SHORT EXERCISE 1:
Return every line of the records below that contains the string "wall", keeping case significant.

PAGE:
Supreme Court OKs state's corporate consent-to-jurisdiction law, but door is ajar for future challenges
A Norfolk Southern Railway Co. engine train in February 2017. Stephen Sachs, a professor at Harvard Law School, told the ABA Journal that a decision by the U.S. Supreme Court regarding a Pennsylvania law requiring companies to consent to personal jurisdiction in state courts if they do business there “is a very narrow decision.” Image from Shutterstock.
The U.S. Supreme Court on Tuesday upheld a Pennsylvania law that requires companies to consent to personal jurisdiction in state courts if they do business there.
The high court upheld the law in a 14th Amendment due process challenge by the the Norfolk Southern Railway Co. But a partial concurrence by Justice Samuel Alito indicates that the company may be able to challenge such laws on other grounds.

AVAILABLE RECORDS:

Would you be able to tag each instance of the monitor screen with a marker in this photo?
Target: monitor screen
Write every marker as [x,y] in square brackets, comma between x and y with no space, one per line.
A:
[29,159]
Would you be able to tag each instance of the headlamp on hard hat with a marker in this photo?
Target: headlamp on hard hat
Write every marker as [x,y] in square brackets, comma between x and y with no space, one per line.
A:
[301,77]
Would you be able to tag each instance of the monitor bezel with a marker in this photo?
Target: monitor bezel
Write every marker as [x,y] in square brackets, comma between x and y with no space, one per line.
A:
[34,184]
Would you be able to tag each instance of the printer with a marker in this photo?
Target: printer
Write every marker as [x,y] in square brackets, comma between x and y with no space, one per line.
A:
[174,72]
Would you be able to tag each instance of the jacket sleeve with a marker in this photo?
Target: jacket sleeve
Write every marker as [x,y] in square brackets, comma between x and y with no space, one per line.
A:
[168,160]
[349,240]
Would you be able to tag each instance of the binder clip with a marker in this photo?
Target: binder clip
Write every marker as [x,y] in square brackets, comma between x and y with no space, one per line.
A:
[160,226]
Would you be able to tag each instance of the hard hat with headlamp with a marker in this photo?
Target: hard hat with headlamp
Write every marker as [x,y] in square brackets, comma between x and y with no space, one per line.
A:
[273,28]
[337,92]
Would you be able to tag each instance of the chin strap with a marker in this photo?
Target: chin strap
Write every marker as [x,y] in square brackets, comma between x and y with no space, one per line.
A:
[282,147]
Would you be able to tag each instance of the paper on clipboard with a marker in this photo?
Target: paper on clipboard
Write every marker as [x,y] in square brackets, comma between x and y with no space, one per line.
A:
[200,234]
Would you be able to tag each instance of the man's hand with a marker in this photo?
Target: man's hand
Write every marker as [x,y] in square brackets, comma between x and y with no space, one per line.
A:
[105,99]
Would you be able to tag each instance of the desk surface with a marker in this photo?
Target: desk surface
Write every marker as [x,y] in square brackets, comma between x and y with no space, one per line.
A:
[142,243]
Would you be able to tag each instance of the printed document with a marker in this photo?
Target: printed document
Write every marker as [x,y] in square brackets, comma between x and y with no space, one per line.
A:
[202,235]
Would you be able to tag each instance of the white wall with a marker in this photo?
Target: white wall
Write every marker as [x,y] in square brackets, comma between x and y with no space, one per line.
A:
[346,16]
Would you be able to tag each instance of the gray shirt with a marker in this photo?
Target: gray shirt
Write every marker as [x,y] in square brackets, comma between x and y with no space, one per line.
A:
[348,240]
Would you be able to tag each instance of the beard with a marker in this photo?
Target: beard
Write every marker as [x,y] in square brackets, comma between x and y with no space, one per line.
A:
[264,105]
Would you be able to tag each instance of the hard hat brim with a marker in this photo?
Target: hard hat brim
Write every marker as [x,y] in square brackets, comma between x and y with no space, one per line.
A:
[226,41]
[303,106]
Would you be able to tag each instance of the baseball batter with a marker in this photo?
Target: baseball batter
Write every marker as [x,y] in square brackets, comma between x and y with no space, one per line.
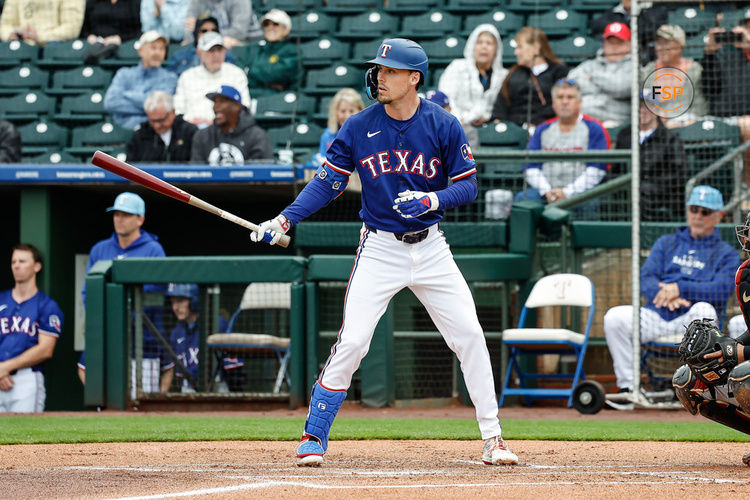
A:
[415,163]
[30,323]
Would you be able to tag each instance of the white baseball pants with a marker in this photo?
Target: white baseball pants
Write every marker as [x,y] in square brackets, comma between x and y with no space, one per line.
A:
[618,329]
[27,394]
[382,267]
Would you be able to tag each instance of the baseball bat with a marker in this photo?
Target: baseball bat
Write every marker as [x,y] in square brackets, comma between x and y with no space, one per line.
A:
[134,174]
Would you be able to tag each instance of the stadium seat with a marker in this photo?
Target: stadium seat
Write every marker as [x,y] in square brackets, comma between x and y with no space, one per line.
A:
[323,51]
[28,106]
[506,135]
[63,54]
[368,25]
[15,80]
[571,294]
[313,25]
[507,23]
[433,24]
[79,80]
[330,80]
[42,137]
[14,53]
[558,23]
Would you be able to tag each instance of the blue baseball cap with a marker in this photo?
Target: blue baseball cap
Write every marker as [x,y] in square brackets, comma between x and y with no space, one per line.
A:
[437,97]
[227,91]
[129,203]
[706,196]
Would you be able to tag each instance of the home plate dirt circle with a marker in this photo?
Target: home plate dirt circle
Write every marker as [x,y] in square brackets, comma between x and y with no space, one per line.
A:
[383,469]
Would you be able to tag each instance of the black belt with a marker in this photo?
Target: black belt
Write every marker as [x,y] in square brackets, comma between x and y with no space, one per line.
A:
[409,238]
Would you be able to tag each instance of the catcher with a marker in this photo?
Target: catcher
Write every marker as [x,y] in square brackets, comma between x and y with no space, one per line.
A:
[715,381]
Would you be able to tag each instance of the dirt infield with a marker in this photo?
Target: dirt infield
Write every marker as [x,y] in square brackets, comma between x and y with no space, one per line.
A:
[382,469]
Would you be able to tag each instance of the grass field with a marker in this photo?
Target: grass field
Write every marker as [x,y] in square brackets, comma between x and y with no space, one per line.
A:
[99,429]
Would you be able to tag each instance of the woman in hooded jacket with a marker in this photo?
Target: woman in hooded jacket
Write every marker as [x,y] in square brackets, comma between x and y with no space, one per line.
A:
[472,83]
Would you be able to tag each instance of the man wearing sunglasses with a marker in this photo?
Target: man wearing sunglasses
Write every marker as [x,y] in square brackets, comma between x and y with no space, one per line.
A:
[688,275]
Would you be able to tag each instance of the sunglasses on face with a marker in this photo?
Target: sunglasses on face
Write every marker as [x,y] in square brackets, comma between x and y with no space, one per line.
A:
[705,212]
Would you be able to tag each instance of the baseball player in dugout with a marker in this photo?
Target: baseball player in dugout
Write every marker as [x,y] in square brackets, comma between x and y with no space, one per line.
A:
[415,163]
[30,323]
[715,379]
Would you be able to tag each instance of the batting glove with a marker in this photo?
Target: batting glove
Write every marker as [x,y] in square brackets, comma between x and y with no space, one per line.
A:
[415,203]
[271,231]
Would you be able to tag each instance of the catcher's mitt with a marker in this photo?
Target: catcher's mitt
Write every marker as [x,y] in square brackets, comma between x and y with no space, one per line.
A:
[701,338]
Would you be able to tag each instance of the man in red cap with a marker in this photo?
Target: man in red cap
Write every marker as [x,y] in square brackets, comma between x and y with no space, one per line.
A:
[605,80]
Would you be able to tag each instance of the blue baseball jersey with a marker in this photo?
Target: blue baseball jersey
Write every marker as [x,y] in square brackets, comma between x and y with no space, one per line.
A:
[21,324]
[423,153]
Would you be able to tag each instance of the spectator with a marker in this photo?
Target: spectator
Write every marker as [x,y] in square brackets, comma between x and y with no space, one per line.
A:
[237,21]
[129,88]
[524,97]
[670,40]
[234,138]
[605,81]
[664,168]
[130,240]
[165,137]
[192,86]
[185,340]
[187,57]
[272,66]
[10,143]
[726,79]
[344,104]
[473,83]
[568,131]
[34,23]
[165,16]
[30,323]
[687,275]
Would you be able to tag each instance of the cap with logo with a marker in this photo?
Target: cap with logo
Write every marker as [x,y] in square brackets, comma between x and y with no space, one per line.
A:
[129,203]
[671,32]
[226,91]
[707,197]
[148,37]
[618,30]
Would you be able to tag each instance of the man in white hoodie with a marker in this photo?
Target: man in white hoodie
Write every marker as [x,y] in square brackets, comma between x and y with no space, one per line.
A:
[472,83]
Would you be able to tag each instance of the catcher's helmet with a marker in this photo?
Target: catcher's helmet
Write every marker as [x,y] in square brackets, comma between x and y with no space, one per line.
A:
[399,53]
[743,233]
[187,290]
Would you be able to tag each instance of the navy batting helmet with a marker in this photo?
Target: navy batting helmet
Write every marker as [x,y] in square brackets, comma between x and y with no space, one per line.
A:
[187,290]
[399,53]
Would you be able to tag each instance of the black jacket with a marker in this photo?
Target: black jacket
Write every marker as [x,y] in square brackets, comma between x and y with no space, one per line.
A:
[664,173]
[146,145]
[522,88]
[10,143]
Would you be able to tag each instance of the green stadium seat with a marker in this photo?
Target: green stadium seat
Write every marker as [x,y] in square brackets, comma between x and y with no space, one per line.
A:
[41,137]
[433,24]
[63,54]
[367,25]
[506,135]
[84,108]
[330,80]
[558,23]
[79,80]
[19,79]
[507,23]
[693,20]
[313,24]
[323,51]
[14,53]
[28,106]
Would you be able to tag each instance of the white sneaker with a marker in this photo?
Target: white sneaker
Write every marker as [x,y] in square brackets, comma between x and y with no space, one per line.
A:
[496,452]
* * *
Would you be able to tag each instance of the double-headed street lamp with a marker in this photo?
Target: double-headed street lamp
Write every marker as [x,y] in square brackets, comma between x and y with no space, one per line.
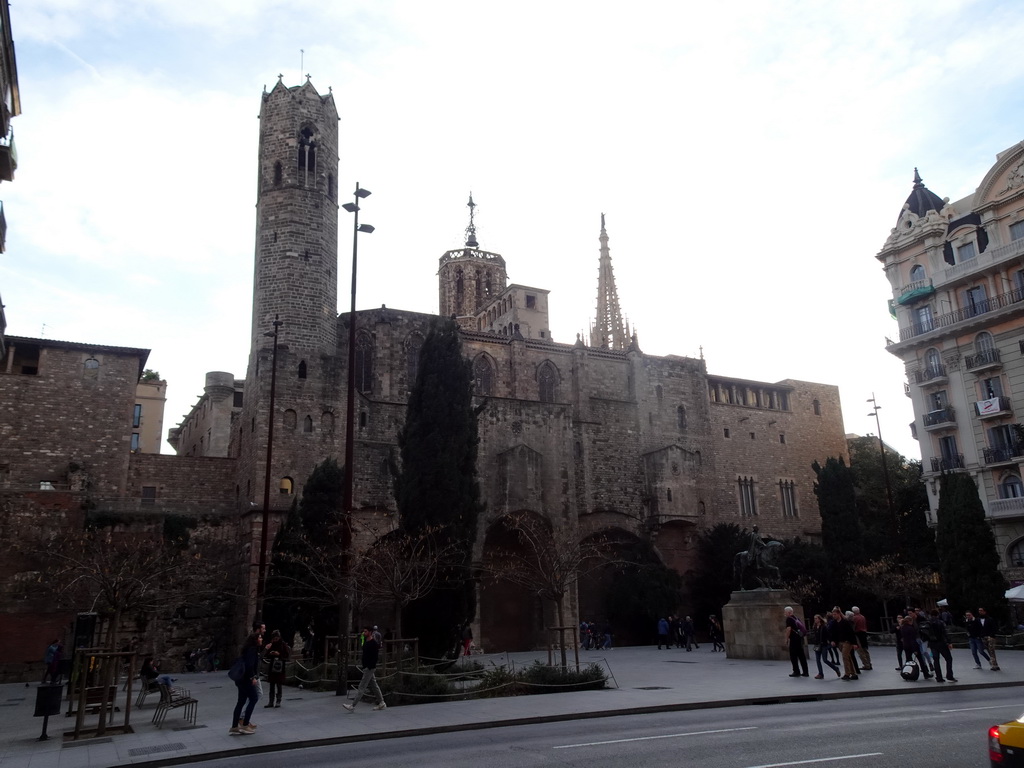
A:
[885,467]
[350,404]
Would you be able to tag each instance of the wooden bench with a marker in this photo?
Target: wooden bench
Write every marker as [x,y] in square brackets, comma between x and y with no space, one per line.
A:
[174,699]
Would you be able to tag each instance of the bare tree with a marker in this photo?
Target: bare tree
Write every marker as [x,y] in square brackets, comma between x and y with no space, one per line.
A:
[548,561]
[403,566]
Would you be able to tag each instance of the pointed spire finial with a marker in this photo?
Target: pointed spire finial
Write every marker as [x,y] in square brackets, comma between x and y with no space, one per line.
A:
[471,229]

SHORT EXERCISE 2:
In the article on the Supreme Court's Pennsylvania jurisdiction ruling, which justice wrote the partial concurrence?

EXERCISE SOLUTION 1:
Would you be able to tag each instance of the white wall with a marker in this photo?
Target: white wall

EXERCISE SOLUTION 2:
Justice Samuel Alito